*** PROVIDED TEXT Section Begins ***
Former Green Beret turns to DAV after benefits failed to arrive
Former Green Beret Samuel Merchant stood in disbelief as he read a letter from the Department of Veterans Affairs notifying him that his benefits would cease. But his response went from shock to fury when he read why: the VA had wrongly listed him as deceased.
Merchant received the letter in June, but he’d already been confused by the VA’s inconsistency. Payment had been missed in April, but started back up again the next month. This notification, however, seemed more concrete.
“I started thinking I could lose everything,” said Merchant, a 59-year-old Army veteran. “Thank God I had enough saved up to cover all of my bills.”
Fearing the benefits were ending, he contacted the VA call center and was told somebody would fix the issue. However, when the first of the month arrived, the benefits payment was not there.
With the security of predictable and stable compensation he’d earned seemingly evaporating, he called upon DAV for critical and timely help. Since DAV benefits advocates helped him more than 20 years ago win a decade-long appeal for his claim, he knew the organization could assist with this baffling oversight.
*** PROVIDED TEXT Section Ends ***
*** SUPPLIED MATERIAL Section Begins ***
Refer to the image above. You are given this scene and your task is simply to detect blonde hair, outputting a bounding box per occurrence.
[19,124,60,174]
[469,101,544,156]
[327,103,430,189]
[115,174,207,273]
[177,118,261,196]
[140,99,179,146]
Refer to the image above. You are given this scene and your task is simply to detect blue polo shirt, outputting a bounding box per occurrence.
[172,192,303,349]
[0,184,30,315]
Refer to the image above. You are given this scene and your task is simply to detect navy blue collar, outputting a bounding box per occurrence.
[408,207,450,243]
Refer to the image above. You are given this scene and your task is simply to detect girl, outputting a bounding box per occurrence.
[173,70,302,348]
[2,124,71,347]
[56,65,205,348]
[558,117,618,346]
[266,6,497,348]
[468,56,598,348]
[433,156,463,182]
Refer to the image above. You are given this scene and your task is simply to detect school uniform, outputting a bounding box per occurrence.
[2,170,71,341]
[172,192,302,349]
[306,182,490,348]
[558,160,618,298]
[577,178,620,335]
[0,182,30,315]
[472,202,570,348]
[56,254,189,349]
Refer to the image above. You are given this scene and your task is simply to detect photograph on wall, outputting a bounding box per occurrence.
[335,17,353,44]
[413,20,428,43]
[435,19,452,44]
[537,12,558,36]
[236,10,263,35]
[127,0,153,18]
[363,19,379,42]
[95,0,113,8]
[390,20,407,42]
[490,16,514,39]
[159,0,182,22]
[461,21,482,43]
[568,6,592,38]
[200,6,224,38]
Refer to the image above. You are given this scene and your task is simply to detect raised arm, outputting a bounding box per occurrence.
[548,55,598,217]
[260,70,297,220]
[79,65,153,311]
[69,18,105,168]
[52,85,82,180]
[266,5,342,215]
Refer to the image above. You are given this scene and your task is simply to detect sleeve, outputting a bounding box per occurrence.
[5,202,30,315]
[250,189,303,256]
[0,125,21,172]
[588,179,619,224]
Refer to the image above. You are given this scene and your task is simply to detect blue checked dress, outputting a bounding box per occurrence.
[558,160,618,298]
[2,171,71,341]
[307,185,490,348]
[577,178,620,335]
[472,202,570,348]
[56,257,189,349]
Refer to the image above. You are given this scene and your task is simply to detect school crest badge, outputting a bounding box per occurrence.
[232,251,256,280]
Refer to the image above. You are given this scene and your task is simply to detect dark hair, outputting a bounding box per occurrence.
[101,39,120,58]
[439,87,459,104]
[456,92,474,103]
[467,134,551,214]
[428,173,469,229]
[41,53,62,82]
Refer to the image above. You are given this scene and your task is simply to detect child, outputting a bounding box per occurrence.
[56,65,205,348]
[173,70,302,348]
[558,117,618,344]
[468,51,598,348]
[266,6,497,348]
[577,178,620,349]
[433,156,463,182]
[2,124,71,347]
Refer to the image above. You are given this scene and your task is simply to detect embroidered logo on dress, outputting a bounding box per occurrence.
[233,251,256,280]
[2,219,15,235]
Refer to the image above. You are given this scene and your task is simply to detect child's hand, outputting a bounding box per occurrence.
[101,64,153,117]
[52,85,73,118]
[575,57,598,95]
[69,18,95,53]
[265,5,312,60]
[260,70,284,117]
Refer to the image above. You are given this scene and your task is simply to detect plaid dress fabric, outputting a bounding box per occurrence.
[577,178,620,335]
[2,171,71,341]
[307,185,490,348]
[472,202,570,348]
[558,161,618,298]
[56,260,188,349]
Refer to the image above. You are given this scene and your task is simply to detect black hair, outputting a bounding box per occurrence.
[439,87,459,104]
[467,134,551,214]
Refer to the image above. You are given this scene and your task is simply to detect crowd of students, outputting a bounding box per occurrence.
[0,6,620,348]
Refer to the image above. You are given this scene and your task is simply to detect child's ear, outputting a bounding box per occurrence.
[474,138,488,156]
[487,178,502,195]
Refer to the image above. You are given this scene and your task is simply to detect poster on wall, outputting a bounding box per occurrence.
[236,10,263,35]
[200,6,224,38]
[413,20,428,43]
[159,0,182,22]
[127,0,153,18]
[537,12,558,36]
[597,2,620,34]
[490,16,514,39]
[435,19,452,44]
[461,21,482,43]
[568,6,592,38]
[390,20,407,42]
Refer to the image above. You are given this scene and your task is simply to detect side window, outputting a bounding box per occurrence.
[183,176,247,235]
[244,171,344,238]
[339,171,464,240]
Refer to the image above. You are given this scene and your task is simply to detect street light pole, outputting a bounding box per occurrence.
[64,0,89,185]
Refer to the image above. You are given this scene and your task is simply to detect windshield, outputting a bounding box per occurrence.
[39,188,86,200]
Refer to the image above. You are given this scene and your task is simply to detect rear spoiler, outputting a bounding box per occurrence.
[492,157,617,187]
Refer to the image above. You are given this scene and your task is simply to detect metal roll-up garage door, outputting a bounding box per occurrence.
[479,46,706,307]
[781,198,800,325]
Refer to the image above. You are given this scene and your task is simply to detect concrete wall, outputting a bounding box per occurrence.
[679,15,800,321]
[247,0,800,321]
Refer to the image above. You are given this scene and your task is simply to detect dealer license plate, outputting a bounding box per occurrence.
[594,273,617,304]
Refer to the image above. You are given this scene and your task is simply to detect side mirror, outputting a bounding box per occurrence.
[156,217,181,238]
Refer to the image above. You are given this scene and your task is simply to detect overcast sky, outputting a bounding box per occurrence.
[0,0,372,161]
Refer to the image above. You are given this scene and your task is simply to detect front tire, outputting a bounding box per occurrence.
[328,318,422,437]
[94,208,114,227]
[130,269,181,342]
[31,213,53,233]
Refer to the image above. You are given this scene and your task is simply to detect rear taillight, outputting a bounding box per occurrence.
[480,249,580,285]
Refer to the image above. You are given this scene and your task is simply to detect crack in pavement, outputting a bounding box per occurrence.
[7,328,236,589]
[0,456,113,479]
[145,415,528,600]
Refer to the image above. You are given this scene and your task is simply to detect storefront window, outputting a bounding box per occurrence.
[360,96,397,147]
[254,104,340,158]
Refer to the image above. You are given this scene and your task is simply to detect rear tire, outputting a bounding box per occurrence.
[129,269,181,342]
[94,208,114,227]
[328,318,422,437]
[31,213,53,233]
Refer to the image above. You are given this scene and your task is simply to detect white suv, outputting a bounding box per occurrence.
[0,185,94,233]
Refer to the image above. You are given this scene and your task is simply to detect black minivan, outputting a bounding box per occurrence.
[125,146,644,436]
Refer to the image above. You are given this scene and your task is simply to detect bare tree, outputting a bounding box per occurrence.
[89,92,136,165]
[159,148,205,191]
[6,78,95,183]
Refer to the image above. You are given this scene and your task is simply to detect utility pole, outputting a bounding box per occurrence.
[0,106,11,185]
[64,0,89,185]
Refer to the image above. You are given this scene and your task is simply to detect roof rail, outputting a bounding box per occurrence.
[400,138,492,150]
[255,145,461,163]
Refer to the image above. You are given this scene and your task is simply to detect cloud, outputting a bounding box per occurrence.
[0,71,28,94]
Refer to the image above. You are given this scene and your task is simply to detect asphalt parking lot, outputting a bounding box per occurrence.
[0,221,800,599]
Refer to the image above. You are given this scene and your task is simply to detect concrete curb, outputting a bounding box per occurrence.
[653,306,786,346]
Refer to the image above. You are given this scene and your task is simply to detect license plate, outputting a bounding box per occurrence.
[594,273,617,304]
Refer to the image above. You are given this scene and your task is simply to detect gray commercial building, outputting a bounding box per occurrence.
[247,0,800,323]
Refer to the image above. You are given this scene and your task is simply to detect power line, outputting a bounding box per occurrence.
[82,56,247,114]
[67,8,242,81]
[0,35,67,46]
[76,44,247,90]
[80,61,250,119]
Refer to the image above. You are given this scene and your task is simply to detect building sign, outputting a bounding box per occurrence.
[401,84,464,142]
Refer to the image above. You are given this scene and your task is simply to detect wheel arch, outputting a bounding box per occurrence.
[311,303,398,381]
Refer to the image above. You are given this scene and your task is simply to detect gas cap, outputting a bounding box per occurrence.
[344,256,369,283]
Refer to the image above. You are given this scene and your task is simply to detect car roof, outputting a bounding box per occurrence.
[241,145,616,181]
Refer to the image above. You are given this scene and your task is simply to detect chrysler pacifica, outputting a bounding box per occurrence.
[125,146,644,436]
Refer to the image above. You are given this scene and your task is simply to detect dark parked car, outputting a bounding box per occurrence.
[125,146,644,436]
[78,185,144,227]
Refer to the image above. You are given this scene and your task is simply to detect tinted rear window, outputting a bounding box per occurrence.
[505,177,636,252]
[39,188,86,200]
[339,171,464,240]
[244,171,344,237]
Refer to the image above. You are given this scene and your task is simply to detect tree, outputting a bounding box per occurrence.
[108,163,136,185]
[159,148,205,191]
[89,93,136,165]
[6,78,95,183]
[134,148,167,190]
*** SUPPLIED MATERIAL Section Ends ***
*TASK SET*
1. Answer these about the article on the former Green Beret:
(a) Why did the VA letter say Merchant's benefits would stop?
(b) In which month was a payment first missed?
(c) How old is Merchant?
2. Copy out the part of the article on the former Green Beret that opens with the words containing "Fearing the benefits" and closes with "was not there.".

*ANSWERS BY TASK*
1.
(a) The VA had wrongly listed him as deceased.
(b) April.
(c) 59.

2.
Fearing the benefits were ending, he contacted the VA call center and was told somebody would fix the issue. However, when the first of the month arrived, the benefits payment was not there.